* SELECTION
━━━━━━━━━━

Sat 03 Oct 2020, 13:26

Popping off a dozen 0.5Gt nukes in the upper atmosphere will certainly throw a major spanner in the works for much of the industrial world, that is true. The EMP coverage of each such blast is vast, and would make the worst solar flare disruption we’ve seen to date seem like a leisurely stroll in the park.

The problem is: how do you direct such a blow against any of the industrial centres in Central Europe without affecting the corresponding ones on your own side of the Curtain? The distances are very close, and that pulse kind of goes everywhere, without giving a toss about political borders.

So you kind of can’t.

And that’s the point — that kind of a indiscriminate strategic strike is pretty much per definition a MAD doctrine strike. I fry your industry ... sure, I fry my own as well by doing so, but that doesn’t matter, because if I haven’t done it, then you will anyway.
Mutually assured destruction.

━━━━━━━━━━

* SET OF TASKS
- 1) From the post on EMP strikes, reproduce word for word the passage that opens with the words containing "The problem is: how" and closes with "you will anyway.".
- 2) Condense the paragraph of the post on EMP strikes that begins "The problem is: how do you direct" into one shorter sentence that keeps its main facts.

* GIVEN MATERIAL
━━━━━━━━━━

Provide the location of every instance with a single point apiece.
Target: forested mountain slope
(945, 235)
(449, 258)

━━━━━━━━━━

* ANSWER SET
- 1)
The problem is: how do you direct such a blow against any of the industrial centres in Central Europe without affecting the corresponding ones on your own side of the Curtain? The distances are very close, and that pulse kind of goes everywhere, without giving a toss about political borders.

So you kind of can’t.

And that’s the point — that kind of a indiscriminate strategic strike is pretty much per definition a MAD doctrine strike. I fry your industry ... sure, I fry my own as well by doing so, but that doesn’t matter, because if I haven’t done it, then you will anyway.

- 2) Such a blow cannot be aimed at Central European industrial centers without also hitting those on one's own side of the Curtain, since the distances are very close and the pulse spreads everywhere regardless of political borders.